──────── Records ────────

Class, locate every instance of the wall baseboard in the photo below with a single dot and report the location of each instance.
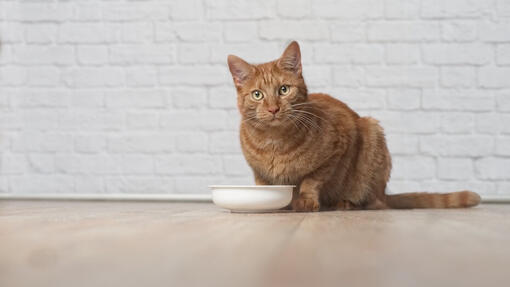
(175, 197)
(111, 197)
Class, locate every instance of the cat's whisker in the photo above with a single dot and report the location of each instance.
(309, 113)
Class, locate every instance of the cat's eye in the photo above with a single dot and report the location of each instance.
(283, 90)
(257, 95)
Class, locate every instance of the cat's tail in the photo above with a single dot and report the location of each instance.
(433, 200)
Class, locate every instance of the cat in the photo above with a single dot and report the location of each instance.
(336, 159)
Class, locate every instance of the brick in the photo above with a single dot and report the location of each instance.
(87, 98)
(192, 120)
(12, 32)
(404, 99)
(294, 8)
(493, 168)
(142, 120)
(195, 184)
(302, 29)
(402, 31)
(13, 76)
(223, 97)
(402, 144)
(13, 164)
(408, 122)
(187, 164)
(236, 165)
(139, 98)
(237, 10)
(191, 142)
(35, 12)
(253, 53)
(503, 146)
(89, 184)
(141, 143)
(105, 164)
(494, 77)
(40, 33)
(348, 32)
(89, 143)
(186, 10)
(348, 76)
(44, 55)
(503, 8)
(490, 123)
(92, 77)
(90, 33)
(41, 163)
(349, 53)
(189, 97)
(317, 76)
(96, 120)
(196, 76)
(115, 11)
(503, 54)
(457, 123)
(413, 167)
(225, 143)
(459, 31)
(494, 32)
(413, 77)
(361, 99)
(503, 101)
(446, 54)
(37, 141)
(165, 32)
(455, 168)
(40, 119)
(88, 11)
(137, 32)
(402, 54)
(349, 9)
(457, 145)
(236, 32)
(92, 54)
(459, 100)
(458, 77)
(142, 54)
(144, 76)
(401, 9)
(455, 8)
(43, 77)
(193, 53)
(198, 32)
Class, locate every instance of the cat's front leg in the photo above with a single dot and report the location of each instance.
(259, 180)
(308, 196)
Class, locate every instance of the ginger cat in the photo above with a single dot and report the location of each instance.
(336, 159)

────────

Given exercise ▸ Change "single dot" to "single marker" wherever it occurs in the records above, and give all the records back with nothing else altered. Leave the pictures out of your answer.

Solved problem ▸
Class, locate every instance of the wall baseboard in the photo below with a single marker and report the location of each instance.
(175, 197)
(111, 197)
Class, locate every instance of the cat's whisker in the photo above with a single marker and report the location of each instance.
(309, 113)
Class, locate every instance of the cat's eye in the photo above with a single marker and report the location of each instance.
(283, 90)
(257, 95)
Class, locate every instance of the cat's tail in the photo above with a single marker and report the location of each instance.
(433, 200)
Class, locate every instance of the cat in the photo above with a single marker and report the location of each instance.
(336, 159)
Class, locate every instance of the brick in the photo above with a single marker and report the location of each instance.
(87, 98)
(192, 120)
(12, 32)
(404, 99)
(294, 8)
(493, 168)
(142, 120)
(195, 184)
(302, 29)
(402, 31)
(13, 76)
(223, 97)
(402, 144)
(13, 164)
(408, 122)
(187, 164)
(236, 165)
(139, 98)
(237, 10)
(191, 142)
(35, 12)
(253, 53)
(503, 146)
(89, 184)
(141, 143)
(105, 164)
(494, 77)
(40, 33)
(348, 32)
(89, 143)
(186, 10)
(348, 76)
(44, 55)
(503, 8)
(490, 123)
(92, 77)
(90, 33)
(41, 163)
(349, 53)
(189, 97)
(317, 76)
(96, 120)
(196, 76)
(115, 11)
(503, 54)
(457, 123)
(413, 167)
(225, 143)
(459, 31)
(494, 32)
(413, 77)
(361, 99)
(503, 101)
(446, 54)
(37, 141)
(165, 32)
(455, 168)
(40, 119)
(88, 11)
(137, 32)
(402, 54)
(349, 9)
(457, 145)
(236, 32)
(92, 54)
(459, 100)
(458, 77)
(142, 54)
(144, 76)
(401, 9)
(455, 8)
(43, 77)
(193, 53)
(198, 32)
Class, locate every instance of the cat's front leg in the photo above with a single marker and report the location of each instance.
(259, 180)
(308, 196)
Class, locate every instance of the ginger cat in the photo above with a single marker and report the location of each instance.
(336, 159)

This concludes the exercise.